*WORK TO BE COMPLETED*
Retype every line of the items below, keeping each character and line break unchanged.

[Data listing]

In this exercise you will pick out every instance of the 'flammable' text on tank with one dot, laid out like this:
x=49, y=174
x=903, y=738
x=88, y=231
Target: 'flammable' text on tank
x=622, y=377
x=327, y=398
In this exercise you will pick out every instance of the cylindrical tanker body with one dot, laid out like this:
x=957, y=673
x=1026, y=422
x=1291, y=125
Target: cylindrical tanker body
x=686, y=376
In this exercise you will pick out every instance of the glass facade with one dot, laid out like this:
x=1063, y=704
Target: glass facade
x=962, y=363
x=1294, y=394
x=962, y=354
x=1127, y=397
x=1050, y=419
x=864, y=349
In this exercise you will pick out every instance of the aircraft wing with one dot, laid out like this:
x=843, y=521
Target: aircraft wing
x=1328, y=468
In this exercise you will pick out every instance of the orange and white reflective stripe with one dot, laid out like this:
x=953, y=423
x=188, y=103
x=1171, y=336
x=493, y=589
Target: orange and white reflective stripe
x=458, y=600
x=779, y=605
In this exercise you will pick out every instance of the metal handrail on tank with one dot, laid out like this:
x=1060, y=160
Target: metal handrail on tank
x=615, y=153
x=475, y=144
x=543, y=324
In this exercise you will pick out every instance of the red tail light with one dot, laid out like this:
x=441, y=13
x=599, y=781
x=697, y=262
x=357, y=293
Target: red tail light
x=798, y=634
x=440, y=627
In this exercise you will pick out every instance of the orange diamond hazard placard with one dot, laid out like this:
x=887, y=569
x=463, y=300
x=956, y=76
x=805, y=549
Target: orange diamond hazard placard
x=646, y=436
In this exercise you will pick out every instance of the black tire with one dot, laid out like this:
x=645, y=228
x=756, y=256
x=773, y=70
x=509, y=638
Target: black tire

*SOLUTION TO THIS TASK*
In this exercise you will pick out every instance of the 'flammable' text on tank with one dot, laid out like this:
x=49, y=174
x=903, y=738
x=88, y=231
Target: 'flammable' text on tank
x=622, y=377
x=327, y=398
In this exercise you will pick out every instance of the cylindrical tanker body with one dot, laid out like this:
x=957, y=673
x=1026, y=422
x=1291, y=125
Target: cylindrical tanker body
x=686, y=376
In this exercise you will pick out every instance of the glass facade with one dot, laid out like this:
x=1063, y=704
Target: glass facade
x=962, y=363
x=1294, y=394
x=962, y=354
x=1127, y=397
x=1050, y=419
x=864, y=349
In this exercise you will pick out every instance of the aircraft wing with one dot, laid out like this:
x=843, y=521
Target: aircraft wing
x=1328, y=468
In this exercise you will pick out every instance of the orange and white reflective stripe with one dot, laid out like this:
x=953, y=423
x=188, y=103
x=1171, y=336
x=493, y=589
Target: orange and white reflective stripe
x=458, y=600
x=779, y=605
In this exercise you will pick out every instance of the metal handrail on tank with one dot, laid out like this:
x=1060, y=160
Target: metal handrail on tank
x=615, y=153
x=475, y=144
x=543, y=324
In this exercise you will pick out every instance of the red tail light with one dot, laid out like this:
x=441, y=13
x=599, y=781
x=697, y=262
x=357, y=293
Target: red tail light
x=798, y=634
x=440, y=627
In this exercise you will pick out every instance of the orange diamond hazard placard with one dot, laid out like this:
x=887, y=569
x=463, y=300
x=956, y=76
x=805, y=549
Target: orange diamond hazard placard
x=646, y=436
In this exercise you will pick out every instance of the black tire with one dot, laid out like this:
x=645, y=228
x=756, y=256
x=773, y=70
x=509, y=638
Target: black tire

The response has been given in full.